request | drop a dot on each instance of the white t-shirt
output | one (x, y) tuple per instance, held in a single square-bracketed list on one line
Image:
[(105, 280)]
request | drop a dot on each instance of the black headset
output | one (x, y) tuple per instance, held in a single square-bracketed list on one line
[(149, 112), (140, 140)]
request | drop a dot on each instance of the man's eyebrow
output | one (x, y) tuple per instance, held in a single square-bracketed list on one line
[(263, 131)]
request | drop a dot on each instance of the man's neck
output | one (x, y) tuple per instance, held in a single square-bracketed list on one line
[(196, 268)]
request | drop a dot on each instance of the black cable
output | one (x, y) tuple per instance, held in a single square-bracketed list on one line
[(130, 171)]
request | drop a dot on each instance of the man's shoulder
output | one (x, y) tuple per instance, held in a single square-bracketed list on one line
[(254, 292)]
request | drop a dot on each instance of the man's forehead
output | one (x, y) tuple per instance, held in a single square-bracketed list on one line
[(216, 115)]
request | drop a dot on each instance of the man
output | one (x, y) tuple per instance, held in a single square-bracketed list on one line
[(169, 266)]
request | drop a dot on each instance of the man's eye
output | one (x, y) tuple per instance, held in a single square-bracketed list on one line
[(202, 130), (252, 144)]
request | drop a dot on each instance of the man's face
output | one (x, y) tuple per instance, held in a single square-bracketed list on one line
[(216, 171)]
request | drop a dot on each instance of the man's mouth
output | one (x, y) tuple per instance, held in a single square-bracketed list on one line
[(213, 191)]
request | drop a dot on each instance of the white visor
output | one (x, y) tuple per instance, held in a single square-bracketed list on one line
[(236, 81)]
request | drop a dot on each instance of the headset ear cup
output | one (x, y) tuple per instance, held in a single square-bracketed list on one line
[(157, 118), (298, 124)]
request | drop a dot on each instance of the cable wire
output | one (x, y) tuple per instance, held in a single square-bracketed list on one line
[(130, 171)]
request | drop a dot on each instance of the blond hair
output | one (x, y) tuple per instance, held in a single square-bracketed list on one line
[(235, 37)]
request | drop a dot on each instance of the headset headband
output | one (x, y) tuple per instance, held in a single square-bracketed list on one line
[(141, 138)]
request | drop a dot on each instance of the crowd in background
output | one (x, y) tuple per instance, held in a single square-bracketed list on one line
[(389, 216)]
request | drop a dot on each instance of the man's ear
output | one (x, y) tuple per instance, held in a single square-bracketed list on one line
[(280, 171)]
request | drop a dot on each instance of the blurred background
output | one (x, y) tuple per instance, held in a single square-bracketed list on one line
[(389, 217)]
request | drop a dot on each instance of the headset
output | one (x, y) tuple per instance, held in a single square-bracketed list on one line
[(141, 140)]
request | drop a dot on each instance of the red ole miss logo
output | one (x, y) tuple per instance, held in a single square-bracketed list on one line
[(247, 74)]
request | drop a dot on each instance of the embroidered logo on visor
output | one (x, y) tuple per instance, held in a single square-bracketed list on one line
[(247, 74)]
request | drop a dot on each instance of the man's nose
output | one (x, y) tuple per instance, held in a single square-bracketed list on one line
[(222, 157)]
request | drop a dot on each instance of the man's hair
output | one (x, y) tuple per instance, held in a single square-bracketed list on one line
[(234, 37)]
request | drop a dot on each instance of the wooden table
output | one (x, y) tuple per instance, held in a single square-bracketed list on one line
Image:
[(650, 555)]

----------------------------------------

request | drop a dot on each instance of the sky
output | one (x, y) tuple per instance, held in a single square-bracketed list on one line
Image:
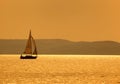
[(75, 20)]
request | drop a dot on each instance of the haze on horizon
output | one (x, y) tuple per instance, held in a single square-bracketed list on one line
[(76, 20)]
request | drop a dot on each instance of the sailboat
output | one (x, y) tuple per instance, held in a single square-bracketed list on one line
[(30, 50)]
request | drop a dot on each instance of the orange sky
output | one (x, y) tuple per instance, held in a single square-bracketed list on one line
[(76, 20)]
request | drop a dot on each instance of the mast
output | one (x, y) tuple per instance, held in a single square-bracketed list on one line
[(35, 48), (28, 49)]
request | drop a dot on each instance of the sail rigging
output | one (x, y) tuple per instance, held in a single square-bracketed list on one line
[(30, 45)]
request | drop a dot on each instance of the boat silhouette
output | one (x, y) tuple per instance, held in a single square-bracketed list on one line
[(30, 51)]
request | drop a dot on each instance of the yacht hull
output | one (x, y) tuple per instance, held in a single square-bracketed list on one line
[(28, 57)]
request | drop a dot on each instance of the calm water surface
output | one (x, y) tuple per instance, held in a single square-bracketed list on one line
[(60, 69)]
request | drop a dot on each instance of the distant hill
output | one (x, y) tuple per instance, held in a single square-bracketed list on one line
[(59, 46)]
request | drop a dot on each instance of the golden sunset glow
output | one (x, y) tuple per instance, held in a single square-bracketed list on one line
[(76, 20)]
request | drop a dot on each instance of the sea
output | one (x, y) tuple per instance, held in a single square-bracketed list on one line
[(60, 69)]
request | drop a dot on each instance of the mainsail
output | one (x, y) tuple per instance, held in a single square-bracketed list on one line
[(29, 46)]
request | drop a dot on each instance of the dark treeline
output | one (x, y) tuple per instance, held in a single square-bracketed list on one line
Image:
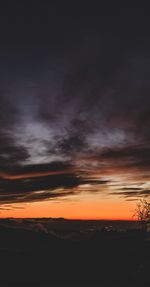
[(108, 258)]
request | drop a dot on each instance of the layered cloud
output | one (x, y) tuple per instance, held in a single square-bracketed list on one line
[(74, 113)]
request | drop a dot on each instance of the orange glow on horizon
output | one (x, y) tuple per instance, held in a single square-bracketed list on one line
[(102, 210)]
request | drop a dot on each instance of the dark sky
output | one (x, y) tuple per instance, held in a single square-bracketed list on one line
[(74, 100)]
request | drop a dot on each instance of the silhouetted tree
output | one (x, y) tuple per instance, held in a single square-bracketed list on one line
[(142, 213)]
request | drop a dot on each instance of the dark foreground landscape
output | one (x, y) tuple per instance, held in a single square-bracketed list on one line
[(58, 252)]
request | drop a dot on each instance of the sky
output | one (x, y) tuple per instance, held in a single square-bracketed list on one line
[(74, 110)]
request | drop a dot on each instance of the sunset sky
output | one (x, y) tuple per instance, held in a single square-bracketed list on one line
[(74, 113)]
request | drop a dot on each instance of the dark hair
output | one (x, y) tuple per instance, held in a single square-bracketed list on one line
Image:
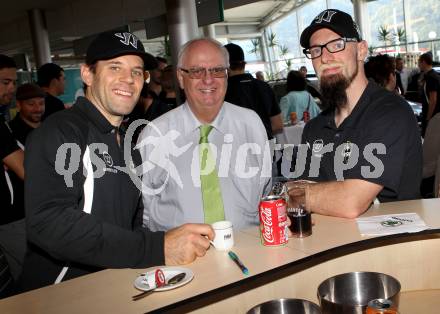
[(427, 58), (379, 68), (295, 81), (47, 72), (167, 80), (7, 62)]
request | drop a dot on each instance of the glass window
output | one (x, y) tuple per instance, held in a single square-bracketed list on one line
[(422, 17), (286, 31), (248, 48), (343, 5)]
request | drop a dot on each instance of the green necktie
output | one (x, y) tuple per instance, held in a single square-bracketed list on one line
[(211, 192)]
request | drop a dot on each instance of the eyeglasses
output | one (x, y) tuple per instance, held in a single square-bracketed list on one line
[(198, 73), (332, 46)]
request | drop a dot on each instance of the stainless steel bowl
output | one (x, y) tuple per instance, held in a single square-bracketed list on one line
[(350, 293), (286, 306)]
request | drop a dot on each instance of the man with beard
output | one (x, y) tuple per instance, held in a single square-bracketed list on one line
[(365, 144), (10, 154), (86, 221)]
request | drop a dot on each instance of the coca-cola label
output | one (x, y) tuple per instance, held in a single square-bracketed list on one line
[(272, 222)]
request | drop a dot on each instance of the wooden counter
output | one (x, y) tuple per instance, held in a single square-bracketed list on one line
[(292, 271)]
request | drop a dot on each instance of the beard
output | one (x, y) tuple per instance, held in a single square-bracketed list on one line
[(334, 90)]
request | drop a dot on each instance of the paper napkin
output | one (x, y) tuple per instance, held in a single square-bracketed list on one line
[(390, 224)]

----------------------------------------

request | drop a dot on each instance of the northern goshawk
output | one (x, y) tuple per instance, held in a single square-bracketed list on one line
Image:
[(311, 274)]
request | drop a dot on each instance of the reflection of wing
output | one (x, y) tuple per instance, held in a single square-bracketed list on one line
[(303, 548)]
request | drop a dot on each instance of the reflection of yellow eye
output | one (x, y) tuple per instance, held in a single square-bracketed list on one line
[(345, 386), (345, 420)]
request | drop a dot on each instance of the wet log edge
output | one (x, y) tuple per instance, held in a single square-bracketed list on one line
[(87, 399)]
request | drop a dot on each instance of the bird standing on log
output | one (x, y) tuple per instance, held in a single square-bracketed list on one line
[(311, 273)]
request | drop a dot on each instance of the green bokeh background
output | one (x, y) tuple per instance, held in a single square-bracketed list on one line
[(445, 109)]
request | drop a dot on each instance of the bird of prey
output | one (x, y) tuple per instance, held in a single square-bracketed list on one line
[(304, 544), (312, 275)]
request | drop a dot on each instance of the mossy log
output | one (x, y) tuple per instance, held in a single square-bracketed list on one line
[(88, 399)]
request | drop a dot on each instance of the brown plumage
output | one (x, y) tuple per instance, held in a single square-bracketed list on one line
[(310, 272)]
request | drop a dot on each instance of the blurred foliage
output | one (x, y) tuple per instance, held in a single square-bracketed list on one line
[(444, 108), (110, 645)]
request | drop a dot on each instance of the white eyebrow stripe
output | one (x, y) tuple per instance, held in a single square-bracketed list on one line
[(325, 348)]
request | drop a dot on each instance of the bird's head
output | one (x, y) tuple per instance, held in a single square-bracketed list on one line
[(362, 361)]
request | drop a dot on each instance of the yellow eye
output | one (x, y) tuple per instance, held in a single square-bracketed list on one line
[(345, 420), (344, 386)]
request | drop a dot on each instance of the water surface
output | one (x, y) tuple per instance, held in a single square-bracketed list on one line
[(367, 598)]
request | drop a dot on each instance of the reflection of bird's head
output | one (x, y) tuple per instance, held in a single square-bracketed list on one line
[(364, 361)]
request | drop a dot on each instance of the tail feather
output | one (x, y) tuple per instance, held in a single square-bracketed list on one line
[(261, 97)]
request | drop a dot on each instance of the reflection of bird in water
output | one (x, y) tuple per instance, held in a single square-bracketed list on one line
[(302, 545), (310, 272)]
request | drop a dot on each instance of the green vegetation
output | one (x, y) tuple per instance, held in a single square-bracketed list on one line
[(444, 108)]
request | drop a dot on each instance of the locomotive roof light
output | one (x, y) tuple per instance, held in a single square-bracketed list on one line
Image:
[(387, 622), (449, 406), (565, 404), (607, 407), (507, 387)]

----------------------------------------

Reproduce the material from the line with "request | drop a dot on each instance of the locomotive" to the line with "[(387, 622), (449, 406), (565, 404), (607, 407), (507, 387)]", including both of those lines and changing nothing.

Problem solution:
request | drop a dot on each instance of the locomotive roof light
output | one (x, y) tuple per instance, held in a single square-bracketed list on one line
Image:
[(387, 622), (449, 406), (565, 404), (607, 407), (507, 387)]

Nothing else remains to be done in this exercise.